### DIRECTIVE
Copy the rows below word for word, starting with the line that contains "of the shorts" and going on through the last row.

[Rows from a data source]
════════════════════

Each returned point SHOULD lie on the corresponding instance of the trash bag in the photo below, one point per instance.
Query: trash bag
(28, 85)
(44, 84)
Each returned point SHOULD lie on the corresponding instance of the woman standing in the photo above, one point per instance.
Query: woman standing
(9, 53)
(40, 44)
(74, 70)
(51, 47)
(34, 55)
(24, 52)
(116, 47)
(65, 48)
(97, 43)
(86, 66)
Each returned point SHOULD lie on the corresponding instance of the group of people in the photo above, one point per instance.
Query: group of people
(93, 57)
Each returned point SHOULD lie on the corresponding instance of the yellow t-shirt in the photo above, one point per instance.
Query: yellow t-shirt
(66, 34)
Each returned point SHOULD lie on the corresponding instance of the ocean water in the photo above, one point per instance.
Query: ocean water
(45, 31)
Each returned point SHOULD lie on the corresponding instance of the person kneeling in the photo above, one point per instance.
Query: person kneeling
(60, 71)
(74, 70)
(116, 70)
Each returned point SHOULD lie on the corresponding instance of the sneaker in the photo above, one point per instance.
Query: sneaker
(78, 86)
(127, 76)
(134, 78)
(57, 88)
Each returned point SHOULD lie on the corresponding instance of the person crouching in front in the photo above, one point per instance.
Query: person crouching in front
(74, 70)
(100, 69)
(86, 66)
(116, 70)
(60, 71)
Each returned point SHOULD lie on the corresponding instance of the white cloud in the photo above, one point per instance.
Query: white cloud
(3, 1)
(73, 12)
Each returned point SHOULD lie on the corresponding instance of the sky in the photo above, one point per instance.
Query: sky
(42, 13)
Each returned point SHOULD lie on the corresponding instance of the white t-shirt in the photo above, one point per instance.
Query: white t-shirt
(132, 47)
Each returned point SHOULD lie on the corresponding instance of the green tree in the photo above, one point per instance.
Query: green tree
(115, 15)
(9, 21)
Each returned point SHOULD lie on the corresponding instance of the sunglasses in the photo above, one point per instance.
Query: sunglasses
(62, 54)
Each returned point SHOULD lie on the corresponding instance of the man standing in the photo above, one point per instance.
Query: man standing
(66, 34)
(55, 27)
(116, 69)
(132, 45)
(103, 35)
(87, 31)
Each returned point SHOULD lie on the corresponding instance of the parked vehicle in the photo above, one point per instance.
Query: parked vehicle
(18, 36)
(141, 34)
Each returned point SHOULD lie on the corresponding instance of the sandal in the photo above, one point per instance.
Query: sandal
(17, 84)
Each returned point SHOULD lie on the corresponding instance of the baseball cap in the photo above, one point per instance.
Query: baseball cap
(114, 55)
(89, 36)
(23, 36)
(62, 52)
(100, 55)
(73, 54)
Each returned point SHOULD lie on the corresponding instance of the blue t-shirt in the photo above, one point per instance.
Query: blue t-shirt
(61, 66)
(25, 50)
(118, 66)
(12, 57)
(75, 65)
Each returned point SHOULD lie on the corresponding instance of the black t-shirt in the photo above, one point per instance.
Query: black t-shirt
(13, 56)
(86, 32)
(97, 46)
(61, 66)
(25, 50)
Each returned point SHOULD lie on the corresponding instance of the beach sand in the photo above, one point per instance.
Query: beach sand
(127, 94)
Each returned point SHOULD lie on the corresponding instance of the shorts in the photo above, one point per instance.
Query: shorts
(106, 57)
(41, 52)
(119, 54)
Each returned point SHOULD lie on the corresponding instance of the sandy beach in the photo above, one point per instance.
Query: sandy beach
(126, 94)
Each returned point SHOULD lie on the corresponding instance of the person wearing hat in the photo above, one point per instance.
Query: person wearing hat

════════════════════

### RESULT OF THE EXERCISE
Each returned point SHOULD lie on the corresponding instance of the shorts in the photo above, one point per instance.
Query: shorts
(106, 57)
(41, 52)
(119, 54)
Each returned point SHOULD lie on the corresponding instance of the sandy beach in the photo above, one point per instance.
Query: sandy beach
(126, 94)
Each returned point SHOULD lie on the corresponding instance of the person wearing hat in the photo above, one point per instance.
Query: person wearing hat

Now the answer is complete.